Dr Reddy’s net zooms 120%

DRREDDY'S Laboratories (DRL), India's second-largest drug maker by sales, is upbeat on continued revenue growth for this fiscal backed by higher sales in the US market, new product launches and cost rationalisation. The drug marker beat street expectations for the quarter ended June, reporting a 21% rise in revenues at Rs 1,820 crore and a 120% increase in profits after tax (PAT) to Rs 240 crore.
The spurt in revenue and profits came on the back of sales of Sumatriptan, a generic migraine drug, in the North American and Indian markets. Some of DRL's competitors were unable to sell this drug in the US market due to regulatory issues, working to their advantage. The US market contributes to over a third of the firm's revenues.
DRL forecasted a 10% revenue growth for this fiscal. “We do not see any risk to guidance. New product launches, stronger product portfolio and a healthy order book would help us sustain the growth momentum,” said Satish Reddy, chief operating officer and managing director, DRL.

DATA SHOWN =
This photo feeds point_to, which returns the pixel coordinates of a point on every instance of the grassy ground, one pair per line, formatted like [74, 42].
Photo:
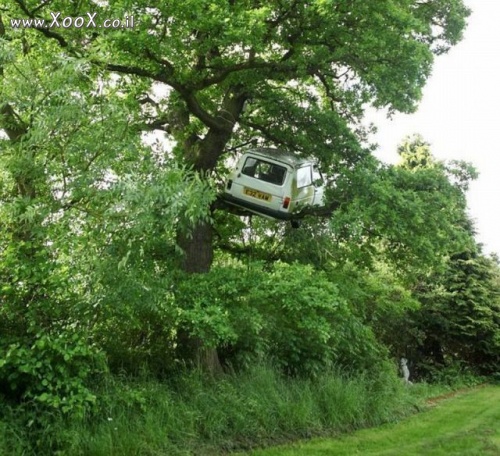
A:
[467, 423]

WORK INSTRUCTIONS =
Please resume the news report on Dr Reddy's quarterly earnings, writing on from its final sentence.

RESULT OF THIS EXERCISE =
The quarter also saw a spurt in sales in Pharmaceutical Services and Active Ingredients. A drop in prices of key raw materials and the rupee depreciation against the dollar, boosted revenues in the segment, said Umang Vohra, CFO, DRL. But the pharma major continues to face intense competition and pricing pressures in the tender-turned German market and is yet to evolve a combating strategy.
DRL's German acquisition Betapharm was a drag on their profits for several quarters, forcing them to write off the value of intangibles. “We have trimmed costs by massive downsizing and shifting manufacturing base of key products from Germany to India,” said GV Prasad, vice chairman and chief executive officer, DRL. The company's scrip closed at Rs 789.55, falling by 0.18% on BSE on Tuesday.